DOCUMENT PASSAGE »

# SSE: Bizarre alignment error

22 replies to this topic

### #1Reedbeta

DevMaster Staff

• 5340 posts
• LocationSanta Clara, CA

Posted 14 February 2011 - 04:51 AM

I've been throwing together an SSE math library, and when I tried to write my 4x4 matrix constructor, I got this error using VC++ 2008 Express:

error C2719: 'n3': formal parameter with __declspec(align('16')) won't be aligned

The code is:
struct float4x4
{
__m128 m0;
__m128 m1;
__m128 m2;
__m128 m3;

float4x4 (__m128 n0, __m128 n1, __m128 n2, __m128 n3): m0(n0), m1(n1), m2(n2), m3(n3) {}
// ...snip...
};


The thing I can't understand is that the error only shows up on n3, the last row of the matrix. My 3x3 matrix does just the same thing and it works fine:
struct float3x3
{
__m128 m0;
__m128 m1;
__m128 m2;

float3x3 (__m128 n0, __m128 n1, __m128 n2): m0(n0), m1(n1), m2(n2) {}
// ...snip...
};


So...what's the deal? The compiler is smart enough to align 3 parameters properly, but can't handle 4?

I'm guessing I'm just going to have to declare all these things to take const-references instead of __m128 by value (a bit of Googling has suggested that __m128 by value isn't considered quite safe in general, although that seems a bit silly to me). Hopefully the references will get optimized away and not *actually* forced into memory all the time...
reedbeta.com - developer blog, OpenGL demos, and other projects

### #2Kenneth Gorking

Senior Member

• Members
• 939 posts

Posted 14 February 2011 - 06:23 AM

Well, like MSDN says: "The align __declspec modifier is not permitted on function parameters", which kind of makes sense, when you think about it.
"Stupid bug! You go squish now!!" - Homer Simpson

### #3.oisyn

DevMaster Staff

• Moderators
• 1842 posts

Posted 14 February 2011 - 07:11 AM

No, it does not make sense at all, when you think about it. Also, it makes even less sense that it's allowed for the first three parameters (well, for sse datatypes at least), but not for the rest.

@Reedbeta: in my experience, the compiler will not force them to memory. If the function can be inlined and the contents are already in a register at the call site, it will keep them in that register.
-
Currently working on: the 3D engine for Tomb Raider.

### #4Kenneth Gorking

Senior Member

• Members
• 939 posts

Posted 14 February 2011 - 07:40 PM

It makes perfect sense. If you were allowed to align formal parameters, calling conventions would go out the window.

The reason it might be able to handle 3, and not 4, might be because it is able to keep the first 3 __m128s in registers, but when introducing more, it runs out of space, which forces it to use the stack, and hence the alignment error.

You can probably circumvent this, by passing them as references, instead of by value.
"Stupid bug! You go squish now!!" - Homer Simpson

### #5.oisyn

DevMaster Staff

• Moderators
• 1842 posts

Posted 14 February 2011 - 10:34 PM

Kenneth Gorking said:

It makes perfect sense. If you were allowed to align formal parameters, calling conventions would go out the window.

STORED DATA »
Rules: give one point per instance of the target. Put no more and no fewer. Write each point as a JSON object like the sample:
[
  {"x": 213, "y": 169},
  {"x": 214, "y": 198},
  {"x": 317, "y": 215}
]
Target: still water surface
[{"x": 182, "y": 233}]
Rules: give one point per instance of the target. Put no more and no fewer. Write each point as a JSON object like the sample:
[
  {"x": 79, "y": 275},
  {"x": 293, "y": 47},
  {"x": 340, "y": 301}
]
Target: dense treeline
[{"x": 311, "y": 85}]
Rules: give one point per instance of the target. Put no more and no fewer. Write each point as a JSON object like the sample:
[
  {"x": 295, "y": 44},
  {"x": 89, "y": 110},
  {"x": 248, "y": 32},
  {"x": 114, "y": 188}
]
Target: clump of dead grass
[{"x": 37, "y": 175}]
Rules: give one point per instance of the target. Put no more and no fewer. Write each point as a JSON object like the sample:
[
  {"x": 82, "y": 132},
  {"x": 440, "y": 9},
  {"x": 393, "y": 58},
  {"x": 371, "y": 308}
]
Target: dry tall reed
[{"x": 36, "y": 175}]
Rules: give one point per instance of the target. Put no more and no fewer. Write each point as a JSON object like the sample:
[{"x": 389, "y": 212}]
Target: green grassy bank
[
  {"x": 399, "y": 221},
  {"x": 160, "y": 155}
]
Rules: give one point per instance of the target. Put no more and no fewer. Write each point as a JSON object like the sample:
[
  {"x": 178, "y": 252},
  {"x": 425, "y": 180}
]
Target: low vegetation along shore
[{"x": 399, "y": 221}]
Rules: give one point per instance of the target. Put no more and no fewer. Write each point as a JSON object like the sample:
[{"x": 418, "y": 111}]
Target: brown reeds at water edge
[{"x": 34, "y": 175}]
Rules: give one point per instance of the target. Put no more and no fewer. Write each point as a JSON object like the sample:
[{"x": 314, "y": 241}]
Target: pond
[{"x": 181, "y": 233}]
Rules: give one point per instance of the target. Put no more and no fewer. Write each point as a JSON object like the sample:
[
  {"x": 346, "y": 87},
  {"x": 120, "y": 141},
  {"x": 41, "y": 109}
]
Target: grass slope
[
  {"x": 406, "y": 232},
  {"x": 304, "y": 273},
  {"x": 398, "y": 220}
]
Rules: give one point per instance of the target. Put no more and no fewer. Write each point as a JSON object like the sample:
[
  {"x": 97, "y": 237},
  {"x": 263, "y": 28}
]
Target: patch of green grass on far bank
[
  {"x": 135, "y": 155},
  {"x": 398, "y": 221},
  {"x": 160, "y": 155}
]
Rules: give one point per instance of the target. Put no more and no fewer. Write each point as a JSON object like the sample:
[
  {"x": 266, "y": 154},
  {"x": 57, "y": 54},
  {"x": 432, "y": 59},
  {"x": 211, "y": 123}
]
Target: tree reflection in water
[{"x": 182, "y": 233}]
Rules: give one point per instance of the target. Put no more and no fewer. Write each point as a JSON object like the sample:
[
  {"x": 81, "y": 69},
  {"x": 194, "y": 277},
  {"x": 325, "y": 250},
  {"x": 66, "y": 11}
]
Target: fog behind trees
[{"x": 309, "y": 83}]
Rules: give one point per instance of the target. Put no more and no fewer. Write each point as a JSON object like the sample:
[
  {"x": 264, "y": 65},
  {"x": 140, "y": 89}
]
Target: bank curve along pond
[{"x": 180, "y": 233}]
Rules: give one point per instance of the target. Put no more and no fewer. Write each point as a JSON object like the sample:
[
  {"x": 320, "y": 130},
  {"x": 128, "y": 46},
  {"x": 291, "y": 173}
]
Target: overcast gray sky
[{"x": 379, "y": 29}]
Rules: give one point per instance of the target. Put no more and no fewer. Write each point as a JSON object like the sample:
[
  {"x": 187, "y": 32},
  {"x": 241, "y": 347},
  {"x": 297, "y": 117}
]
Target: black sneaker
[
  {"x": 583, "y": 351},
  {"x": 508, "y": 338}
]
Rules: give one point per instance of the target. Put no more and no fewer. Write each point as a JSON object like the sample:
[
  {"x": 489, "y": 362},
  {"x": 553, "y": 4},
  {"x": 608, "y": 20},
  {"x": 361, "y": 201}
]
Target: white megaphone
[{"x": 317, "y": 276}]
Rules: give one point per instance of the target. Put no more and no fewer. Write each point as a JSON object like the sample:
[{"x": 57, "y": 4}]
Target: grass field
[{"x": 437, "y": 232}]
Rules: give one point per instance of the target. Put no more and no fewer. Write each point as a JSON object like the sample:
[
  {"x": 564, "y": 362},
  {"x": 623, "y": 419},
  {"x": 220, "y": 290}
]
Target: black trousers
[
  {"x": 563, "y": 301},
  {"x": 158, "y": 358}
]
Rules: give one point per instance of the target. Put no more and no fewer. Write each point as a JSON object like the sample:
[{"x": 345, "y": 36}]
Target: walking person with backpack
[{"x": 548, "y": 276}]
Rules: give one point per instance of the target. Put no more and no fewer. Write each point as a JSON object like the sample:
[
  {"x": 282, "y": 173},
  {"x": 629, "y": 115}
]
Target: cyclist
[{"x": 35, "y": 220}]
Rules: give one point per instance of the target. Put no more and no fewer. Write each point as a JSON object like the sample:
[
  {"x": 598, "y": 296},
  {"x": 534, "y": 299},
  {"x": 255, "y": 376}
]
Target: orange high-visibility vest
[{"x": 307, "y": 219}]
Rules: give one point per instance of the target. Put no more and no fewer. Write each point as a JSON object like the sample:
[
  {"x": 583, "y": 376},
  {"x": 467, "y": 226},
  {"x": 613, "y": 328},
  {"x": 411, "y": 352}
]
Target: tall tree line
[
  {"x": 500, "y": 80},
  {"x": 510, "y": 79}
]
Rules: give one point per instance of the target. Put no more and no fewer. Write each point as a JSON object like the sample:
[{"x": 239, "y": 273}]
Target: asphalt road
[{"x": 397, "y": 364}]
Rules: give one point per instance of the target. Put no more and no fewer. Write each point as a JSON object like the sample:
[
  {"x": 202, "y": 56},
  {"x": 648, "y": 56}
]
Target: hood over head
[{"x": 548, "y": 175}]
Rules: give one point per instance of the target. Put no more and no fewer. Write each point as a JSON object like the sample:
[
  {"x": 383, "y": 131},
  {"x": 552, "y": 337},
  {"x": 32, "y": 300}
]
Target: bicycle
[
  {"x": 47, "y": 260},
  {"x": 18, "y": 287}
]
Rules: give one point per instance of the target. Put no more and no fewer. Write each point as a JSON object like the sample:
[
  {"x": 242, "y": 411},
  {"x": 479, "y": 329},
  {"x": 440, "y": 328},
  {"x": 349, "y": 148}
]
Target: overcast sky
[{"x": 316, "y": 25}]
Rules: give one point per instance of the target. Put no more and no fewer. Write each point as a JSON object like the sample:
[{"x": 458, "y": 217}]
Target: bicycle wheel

EXERCISE » How would the forum thread about the SSE alignment error go on after its last line? Continue it from there.

EXERCISE ANSWER »
Your argument is invalid. Fact is that current calling conventions don't deal with explicitely aligned parameters. It would be perfectly compatible by adding rules for aligned types. Since you weren't allowed to declare such functions before, no code is going to break by allowing them now.

Quote

The reason it might be able to handle 3, and not 4, might be because it is able to keep the first 3 __m128s in registers
Ok, wait, first you argue about calling conventions, and then you talk about having them passed in registers? How is that compatible with cdecl or stdcall?
-
Currently working on: the 3D engine for Tomb Raider.

### #6Kenneth Gorking

Senior Member

• Members
• 939 posts

Posted 15 February 2011 - 09:28 AM

.oisyn said:

Fact is that current calling conventions don't deal with explicitely aligned parameters
That's what I was getting at. Any padding added by alignment, would result in the function accessing bad data.

.oisyn said:

It would be perfectly compatible by adding rules for aligned types. Since you weren't allowed to declare such functions before, no code is going to break by allowing them now.
Trying to patch up x86 at this time, seems futile. It would probably also be a nightmare inducing endeavor. Simply switching to x64, would make all this go away.

.oisyn said:

Ok, wait, first you argue about calling conventions, and then you talk about having them passed in registers? How is that compatible with cdecl or stdcall?
First, I was speaking generally, then I was addressing the problem at hand. Also, __m128 variables are mapped directly to XMM registers, so your point is moot.

Anyways, after some digging around, I found that the first three __m128 are indeed passed in registers, and the rest go on the stack, hence the compiler error.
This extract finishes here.